# EXERCISE DIRECTIONS:
Give back the line where "I would appreciate it if you could identify the thumb" appears and all the lines after it until the listing ends, unchanged and with nothing else.

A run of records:
>>
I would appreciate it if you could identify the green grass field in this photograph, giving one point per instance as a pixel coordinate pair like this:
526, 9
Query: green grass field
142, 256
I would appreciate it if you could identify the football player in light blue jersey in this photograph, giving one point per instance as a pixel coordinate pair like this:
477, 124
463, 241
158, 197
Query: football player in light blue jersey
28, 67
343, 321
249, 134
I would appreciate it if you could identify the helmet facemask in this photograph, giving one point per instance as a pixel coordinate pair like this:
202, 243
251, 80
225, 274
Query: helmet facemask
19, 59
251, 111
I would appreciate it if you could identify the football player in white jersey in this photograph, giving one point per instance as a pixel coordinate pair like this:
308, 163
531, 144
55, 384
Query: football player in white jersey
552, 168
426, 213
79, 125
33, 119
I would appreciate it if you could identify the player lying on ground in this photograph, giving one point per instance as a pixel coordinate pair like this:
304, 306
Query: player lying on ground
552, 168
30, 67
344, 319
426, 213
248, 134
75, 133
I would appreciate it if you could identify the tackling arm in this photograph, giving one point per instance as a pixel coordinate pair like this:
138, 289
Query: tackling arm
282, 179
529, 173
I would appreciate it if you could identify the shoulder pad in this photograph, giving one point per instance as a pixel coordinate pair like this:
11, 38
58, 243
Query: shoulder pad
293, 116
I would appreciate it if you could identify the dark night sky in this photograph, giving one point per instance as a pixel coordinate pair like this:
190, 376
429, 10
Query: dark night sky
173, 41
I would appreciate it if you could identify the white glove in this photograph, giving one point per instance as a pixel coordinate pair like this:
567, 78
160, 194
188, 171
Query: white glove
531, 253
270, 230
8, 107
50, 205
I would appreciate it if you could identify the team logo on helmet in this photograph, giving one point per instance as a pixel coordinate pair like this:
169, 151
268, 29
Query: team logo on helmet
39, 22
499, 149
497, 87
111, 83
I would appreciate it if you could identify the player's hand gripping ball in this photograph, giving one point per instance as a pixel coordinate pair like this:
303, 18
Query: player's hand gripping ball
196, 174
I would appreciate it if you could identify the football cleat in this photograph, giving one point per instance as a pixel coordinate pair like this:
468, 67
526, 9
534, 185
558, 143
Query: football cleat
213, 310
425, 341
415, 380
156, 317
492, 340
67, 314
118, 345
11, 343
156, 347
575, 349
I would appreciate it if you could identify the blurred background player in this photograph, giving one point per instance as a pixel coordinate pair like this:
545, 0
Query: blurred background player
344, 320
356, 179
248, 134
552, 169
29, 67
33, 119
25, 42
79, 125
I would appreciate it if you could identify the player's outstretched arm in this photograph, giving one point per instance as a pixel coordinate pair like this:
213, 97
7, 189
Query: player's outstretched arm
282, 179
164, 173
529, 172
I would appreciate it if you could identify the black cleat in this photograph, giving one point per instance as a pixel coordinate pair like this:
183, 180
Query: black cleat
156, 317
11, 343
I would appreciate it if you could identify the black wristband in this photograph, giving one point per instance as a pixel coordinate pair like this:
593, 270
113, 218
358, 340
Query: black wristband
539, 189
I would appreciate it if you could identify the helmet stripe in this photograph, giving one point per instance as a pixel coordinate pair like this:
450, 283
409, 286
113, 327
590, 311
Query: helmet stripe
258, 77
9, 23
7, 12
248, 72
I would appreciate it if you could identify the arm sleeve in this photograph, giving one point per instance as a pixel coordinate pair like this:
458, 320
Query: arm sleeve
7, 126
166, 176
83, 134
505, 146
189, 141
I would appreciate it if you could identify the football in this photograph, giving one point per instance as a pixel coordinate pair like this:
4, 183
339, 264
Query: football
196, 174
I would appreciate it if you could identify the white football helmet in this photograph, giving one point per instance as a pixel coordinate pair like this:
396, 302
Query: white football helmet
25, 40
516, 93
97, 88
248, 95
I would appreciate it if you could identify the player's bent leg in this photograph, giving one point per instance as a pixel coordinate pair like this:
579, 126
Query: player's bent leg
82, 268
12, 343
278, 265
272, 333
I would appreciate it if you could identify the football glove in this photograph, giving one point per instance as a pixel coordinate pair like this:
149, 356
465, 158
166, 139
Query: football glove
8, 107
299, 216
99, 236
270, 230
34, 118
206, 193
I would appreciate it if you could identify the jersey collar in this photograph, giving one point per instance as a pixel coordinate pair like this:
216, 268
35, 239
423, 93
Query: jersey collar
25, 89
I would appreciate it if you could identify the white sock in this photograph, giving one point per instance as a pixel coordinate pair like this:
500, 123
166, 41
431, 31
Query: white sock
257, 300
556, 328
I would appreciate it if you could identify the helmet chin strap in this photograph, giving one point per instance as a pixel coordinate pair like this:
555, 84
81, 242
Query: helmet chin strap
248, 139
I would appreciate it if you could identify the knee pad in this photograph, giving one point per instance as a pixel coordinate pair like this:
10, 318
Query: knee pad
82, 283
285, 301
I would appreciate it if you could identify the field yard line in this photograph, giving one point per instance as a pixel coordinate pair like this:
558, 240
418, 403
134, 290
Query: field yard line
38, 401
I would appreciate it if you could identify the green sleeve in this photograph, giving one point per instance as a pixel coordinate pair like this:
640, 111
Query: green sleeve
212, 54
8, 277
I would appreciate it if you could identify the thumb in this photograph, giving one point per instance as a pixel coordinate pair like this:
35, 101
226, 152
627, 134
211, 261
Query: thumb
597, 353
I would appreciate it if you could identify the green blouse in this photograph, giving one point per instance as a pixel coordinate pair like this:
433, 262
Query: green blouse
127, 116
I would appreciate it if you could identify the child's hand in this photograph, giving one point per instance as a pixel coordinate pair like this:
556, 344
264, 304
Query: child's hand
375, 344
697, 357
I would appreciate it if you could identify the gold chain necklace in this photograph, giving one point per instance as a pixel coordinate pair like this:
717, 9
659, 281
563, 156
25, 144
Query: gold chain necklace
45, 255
<<
# EXERCISE ANSWER:
I would appreciate it if you could identify the thumb in this photograph, giving one point per instance as a pixel coordinate pair like this:
35, 101
226, 152
627, 134
211, 261
Query: thumb
597, 353
I would appreciate it if you could identify the green blouse in this photograph, giving one point per instance as a pixel coordinate pair like this:
433, 262
Query: green blouse
127, 116
I would appreciate it if you could identify the child's hand in this photograph, giving one point per instance as a pixel coordinate pair like this:
556, 344
264, 304
Query: child's hand
375, 344
697, 357
I would appreciate it if you could identify the gold chain necklace in this photograph, giving one point per instance as a pixel coordinate pair like this:
717, 9
659, 281
563, 156
25, 144
Query: gold chain necklace
45, 255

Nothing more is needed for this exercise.